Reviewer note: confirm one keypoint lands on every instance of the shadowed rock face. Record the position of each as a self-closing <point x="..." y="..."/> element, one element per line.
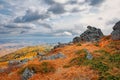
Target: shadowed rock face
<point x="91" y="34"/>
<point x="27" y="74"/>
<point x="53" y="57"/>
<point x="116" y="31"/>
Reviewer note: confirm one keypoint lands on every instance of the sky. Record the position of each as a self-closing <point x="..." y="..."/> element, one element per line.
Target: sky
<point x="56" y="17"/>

...

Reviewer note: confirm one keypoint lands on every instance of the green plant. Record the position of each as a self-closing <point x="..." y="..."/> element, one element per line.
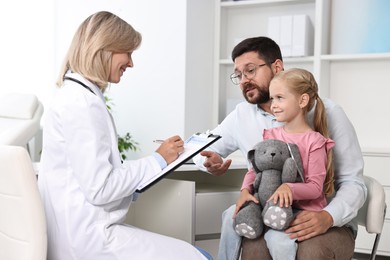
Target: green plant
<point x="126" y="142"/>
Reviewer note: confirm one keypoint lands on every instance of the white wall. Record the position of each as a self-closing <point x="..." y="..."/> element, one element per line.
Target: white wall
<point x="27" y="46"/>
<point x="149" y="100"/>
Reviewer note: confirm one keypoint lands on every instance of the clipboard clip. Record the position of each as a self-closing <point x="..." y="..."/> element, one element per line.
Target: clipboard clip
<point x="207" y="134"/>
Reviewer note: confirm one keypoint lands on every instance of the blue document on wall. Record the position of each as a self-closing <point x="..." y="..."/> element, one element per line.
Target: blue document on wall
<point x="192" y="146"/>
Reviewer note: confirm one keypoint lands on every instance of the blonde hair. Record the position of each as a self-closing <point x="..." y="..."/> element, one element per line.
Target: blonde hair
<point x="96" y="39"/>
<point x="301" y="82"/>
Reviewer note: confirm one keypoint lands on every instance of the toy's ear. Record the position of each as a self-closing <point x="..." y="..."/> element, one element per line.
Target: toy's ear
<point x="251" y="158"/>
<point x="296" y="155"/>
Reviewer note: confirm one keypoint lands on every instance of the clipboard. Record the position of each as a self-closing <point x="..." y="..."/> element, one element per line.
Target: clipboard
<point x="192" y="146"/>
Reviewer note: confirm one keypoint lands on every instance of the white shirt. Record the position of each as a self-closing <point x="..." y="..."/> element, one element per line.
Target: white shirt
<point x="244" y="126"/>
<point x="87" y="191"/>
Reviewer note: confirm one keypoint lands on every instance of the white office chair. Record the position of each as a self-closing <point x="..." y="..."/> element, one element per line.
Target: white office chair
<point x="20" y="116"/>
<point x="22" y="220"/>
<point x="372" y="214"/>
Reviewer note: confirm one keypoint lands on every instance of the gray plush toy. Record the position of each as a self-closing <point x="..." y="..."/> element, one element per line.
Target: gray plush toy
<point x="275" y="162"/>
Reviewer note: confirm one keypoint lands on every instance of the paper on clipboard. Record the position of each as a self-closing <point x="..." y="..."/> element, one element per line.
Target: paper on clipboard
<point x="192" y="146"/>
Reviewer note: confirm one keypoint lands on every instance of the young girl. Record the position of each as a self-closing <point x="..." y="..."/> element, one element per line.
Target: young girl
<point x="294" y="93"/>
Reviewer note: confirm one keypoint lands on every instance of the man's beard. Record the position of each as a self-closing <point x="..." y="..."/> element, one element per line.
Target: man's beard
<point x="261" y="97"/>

__What you should do__. Scan the entries above for the line containing "of the paper", and copy it and all lines after it exactly, down to and including the line containing "of the young".

__Solution for this task__.
Reviewer note: confirm one keypoint lands on every instance of the paper on clipboard. Record the position of each as a self-closing <point x="..." y="..."/> element, one element per line.
Target: paper on clipboard
<point x="192" y="146"/>
Reviewer note: confirm one keypoint lands on every instance of the young girl. Record the position of each as a self-closing <point x="..." y="..."/> element, one element per line.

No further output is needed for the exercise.